» WORK INSTRUCTION:
Your task is to repeat exactly the lines below between the line holding "x=146, y=101" and the line holding "x=53, y=156", inclusive, and only those.

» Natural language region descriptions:
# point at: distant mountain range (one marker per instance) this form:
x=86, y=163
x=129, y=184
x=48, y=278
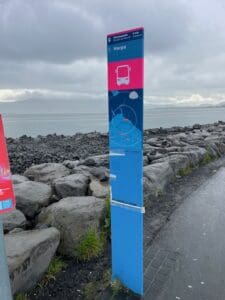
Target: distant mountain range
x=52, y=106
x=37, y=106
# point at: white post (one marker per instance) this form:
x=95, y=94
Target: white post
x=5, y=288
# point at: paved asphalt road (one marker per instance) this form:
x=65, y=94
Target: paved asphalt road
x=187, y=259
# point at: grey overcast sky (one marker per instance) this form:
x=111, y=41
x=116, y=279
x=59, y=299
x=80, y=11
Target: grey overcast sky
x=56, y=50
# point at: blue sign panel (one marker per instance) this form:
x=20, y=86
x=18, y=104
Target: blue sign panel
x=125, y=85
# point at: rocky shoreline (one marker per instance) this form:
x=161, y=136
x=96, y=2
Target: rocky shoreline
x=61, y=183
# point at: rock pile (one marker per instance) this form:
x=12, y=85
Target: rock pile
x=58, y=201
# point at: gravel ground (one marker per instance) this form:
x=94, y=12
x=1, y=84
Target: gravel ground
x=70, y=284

==

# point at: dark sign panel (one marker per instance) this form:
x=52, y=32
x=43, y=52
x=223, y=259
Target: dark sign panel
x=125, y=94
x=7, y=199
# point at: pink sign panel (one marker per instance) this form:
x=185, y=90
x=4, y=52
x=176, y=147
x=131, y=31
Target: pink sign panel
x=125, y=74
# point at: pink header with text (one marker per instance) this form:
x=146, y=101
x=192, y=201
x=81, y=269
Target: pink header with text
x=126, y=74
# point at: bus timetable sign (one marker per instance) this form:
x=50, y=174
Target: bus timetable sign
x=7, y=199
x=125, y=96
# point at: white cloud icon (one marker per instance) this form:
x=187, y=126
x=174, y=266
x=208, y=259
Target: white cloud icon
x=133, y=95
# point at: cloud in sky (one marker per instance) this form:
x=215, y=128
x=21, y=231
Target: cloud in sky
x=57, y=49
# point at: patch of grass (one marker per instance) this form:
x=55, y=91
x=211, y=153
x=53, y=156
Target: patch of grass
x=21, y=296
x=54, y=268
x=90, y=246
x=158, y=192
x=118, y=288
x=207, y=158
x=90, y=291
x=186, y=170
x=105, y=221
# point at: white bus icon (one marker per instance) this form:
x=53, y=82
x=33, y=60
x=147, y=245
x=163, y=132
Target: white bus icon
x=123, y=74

» SOLVED PROBLEM:
x=146, y=101
x=192, y=201
x=81, y=269
Target: pink header with text
x=126, y=74
# point at: bus timetable sign (one marker per instance) this form:
x=50, y=174
Target: bus timetable sign
x=7, y=199
x=125, y=96
# point at: white cloud icon (one marker per instance) this form:
x=187, y=126
x=174, y=266
x=208, y=259
Target: white cloud icon
x=133, y=95
# point at: cloud in sky (one marker per instance) this form:
x=215, y=128
x=21, y=231
Target: cloud in sky
x=57, y=49
# point at: patch of grass (one marker per instance) this form:
x=55, y=91
x=211, y=153
x=53, y=156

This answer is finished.